**Exercise**
Present every line of the records below as a JSON list of strings, one string per line, with blank lines omitted.
─── Stored rows
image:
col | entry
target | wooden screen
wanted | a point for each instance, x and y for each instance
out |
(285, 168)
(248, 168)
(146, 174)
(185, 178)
──────
**Solution**
[
  "image:",
  "col | entry",
  "target | wooden screen",
  "wanted | a point for each instance, x and y for each instance",
  "out |",
  "(285, 168)",
  "(248, 168)",
  "(146, 174)",
  "(185, 178)"
]